====== Records provided ======

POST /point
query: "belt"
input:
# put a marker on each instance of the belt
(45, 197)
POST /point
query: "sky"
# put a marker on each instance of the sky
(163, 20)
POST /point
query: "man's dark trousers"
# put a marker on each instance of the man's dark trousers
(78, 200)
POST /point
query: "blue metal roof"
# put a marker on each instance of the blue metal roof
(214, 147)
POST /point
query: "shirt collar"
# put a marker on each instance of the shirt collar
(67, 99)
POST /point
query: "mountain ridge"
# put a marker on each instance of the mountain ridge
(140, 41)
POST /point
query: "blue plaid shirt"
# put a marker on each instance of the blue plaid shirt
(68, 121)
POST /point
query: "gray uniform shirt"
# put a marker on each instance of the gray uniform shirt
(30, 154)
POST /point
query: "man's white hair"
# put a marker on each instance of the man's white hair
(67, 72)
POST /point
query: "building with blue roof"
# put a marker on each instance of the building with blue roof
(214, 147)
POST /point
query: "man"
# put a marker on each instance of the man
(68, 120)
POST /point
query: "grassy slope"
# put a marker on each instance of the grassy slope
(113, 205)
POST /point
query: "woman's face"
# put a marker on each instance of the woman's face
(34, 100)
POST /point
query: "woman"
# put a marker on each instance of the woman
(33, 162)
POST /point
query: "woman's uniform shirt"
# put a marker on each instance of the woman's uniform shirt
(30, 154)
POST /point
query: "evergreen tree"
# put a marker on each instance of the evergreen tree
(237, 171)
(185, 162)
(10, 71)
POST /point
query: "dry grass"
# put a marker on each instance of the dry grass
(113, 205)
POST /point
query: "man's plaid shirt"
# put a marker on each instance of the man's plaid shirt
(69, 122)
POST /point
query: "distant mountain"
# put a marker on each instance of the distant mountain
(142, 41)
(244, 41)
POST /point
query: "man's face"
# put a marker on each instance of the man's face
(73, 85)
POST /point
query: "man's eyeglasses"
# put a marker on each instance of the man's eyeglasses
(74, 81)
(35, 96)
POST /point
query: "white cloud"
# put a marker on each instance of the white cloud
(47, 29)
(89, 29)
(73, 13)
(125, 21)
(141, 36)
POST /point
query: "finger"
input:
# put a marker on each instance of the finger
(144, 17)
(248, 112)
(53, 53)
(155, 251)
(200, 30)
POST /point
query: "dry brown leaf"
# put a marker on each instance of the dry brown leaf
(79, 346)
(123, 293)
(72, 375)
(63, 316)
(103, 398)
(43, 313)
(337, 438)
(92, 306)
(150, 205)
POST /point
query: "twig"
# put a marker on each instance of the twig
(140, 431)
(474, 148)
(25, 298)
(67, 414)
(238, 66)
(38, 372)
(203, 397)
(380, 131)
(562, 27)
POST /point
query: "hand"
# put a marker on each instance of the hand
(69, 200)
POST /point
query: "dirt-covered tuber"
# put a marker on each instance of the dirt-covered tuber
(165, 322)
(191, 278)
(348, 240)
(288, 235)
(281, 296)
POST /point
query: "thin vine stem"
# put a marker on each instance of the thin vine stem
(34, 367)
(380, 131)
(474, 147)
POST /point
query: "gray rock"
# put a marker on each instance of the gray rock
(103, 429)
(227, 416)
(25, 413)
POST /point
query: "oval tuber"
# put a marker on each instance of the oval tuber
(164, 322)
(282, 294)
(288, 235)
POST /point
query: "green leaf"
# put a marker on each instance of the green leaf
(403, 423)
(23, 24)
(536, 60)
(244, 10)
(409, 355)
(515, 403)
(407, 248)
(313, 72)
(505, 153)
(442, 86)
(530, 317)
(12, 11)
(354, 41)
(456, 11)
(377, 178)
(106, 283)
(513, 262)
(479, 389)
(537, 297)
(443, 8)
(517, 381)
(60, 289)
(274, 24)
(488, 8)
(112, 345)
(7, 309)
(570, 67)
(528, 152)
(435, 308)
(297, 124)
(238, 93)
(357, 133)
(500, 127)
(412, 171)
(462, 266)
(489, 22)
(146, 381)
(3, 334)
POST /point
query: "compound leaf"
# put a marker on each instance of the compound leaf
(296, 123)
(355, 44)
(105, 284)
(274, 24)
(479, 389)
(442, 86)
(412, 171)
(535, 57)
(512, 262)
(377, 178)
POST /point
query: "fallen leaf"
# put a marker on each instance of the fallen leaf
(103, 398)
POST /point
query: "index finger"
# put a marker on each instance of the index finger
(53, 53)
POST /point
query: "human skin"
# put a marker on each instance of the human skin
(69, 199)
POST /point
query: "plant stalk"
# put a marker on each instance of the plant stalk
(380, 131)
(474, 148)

======

Retype all of the lines shown above, keeping each one exact.

POST /point
query: "belt"
input:
# put a marker on each instance of the belt
(45, 197)
POST /point
query: "sky"
# put a marker on each instance of the sky
(163, 20)
POST /point
query: "man's dark trousers"
# put a marker on each instance of the man's dark trousers
(78, 200)
POST /point
query: "blue metal roof"
# put a marker on each instance of the blue metal roof
(214, 147)
POST /point
query: "shirt collar"
# put a marker on each instance of the shirt collar
(67, 99)
POST /point
query: "mountain ridge"
# put a marker on each instance of the mountain ridge
(140, 41)
POST /point
query: "blue plaid shirt"
# put a marker on each instance of the blue plaid shirt
(68, 121)
POST /point
query: "gray uniform shirt"
# put a marker on each instance of the gray uniform shirt
(30, 154)
POST /point
query: "man's white hair"
# put a marker on each instance of the man's white hair
(67, 72)
POST /point
query: "building with blue roof"
# put a marker on each instance of the building with blue roof
(214, 147)
POST /point
query: "man"
# put a marker on each instance of the man
(68, 120)
POST /point
query: "grassy slope"
# put a marker on each instance of the grassy slope
(113, 205)
POST /point
query: "woman's face"
# put a marker on each instance of the woman's face
(34, 100)
POST /point
query: "woman"
# put a marker on each instance of the woman
(33, 162)
POST /point
query: "woman's uniform shirt"
# put a marker on each instance of the woman's uniform shirt
(30, 154)
POST /point
query: "evergreen tree"
# put a marker on each instance of the evergreen tree
(237, 171)
(185, 162)
(10, 71)
POST /point
query: "dry grass"
# put a marker on each instance of the dry grass
(113, 205)
POST /point
query: "man's plaid shirt"
# put a marker on each instance of the man's plaid shirt
(69, 122)
POST /point
query: "distant mountain"
# put a marker on each instance of the distant mountain
(142, 41)
(244, 41)
POST /point
query: "man's face"
# put a marker on each instance of the man's face
(73, 85)
POST /point
query: "man's eyeglasses"
# put a marker on each instance of the man's eyeglasses
(74, 81)
(35, 96)
POST /point
query: "white cloud"
# put a marker on each instance of the white cloud
(47, 29)
(89, 29)
(73, 13)
(125, 21)
(141, 36)
POST /point
query: "finger"
input:
# put a marker on each instance of the finger
(144, 17)
(248, 112)
(53, 53)
(155, 251)
(200, 30)
POST /point
query: "dry brown leaf"
# put a marker on each instance of the dry brown leaf
(79, 346)
(123, 293)
(72, 375)
(63, 316)
(103, 398)
(43, 313)
(337, 438)
(92, 306)
(150, 205)
POST /point
query: "twig"
# put a marker on each instance of the twig
(140, 431)
(474, 148)
(25, 298)
(67, 414)
(238, 66)
(38, 372)
(203, 397)
(380, 131)
(562, 27)
POST /point
query: "hand"
# put a marker on each instance of the hand
(69, 200)
POST /point
query: "dirt-covered tuber"
# put a marker on each instance of the dirt-covered tuber
(165, 322)
(191, 278)
(348, 240)
(288, 235)
(281, 296)
POST /point
query: "thin vine stem"
# put a marker on each instance of the thin vine stem
(34, 367)
(380, 131)
(474, 147)
POST /point
query: "gray rock"
# put a marker on each instance of the gray rock
(103, 429)
(227, 416)
(25, 413)
POST /point
query: "oval tuber"
# put a marker on each instance of the oval tuber
(164, 322)
(282, 294)
(288, 235)
POST /point
query: "green leaf"
# put a marker on each instance of the green leaf
(403, 423)
(23, 24)
(536, 60)
(244, 10)
(409, 355)
(515, 403)
(407, 248)
(313, 72)
(505, 153)
(442, 86)
(530, 317)
(12, 11)
(354, 41)
(456, 11)
(377, 178)
(106, 283)
(513, 262)
(479, 389)
(537, 297)
(443, 8)
(517, 381)
(60, 289)
(274, 24)
(488, 8)
(112, 345)
(7, 309)
(570, 67)
(528, 152)
(435, 308)
(297, 124)
(238, 93)
(357, 133)
(500, 127)
(412, 171)
(462, 266)
(489, 22)
(146, 381)
(3, 334)
POST /point
query: "compound leaf"
# put a marker on each instance of the compound leaf
(296, 123)
(355, 44)
(105, 284)
(274, 24)
(479, 389)
(442, 86)
(412, 171)
(535, 57)
(512, 262)
(377, 178)
POST /point
query: "fallen leaf"
# put a marker on each instance of the fallen leaf
(103, 398)
POST /point
query: "index finger"
# put a marker on each instance of the index finger
(53, 53)
POST /point
query: "human skin"
# put a marker on each instance of the human skin
(69, 199)
POST /point
query: "plant stalk"
# put a marker on each instance of the plant stalk
(380, 131)
(474, 148)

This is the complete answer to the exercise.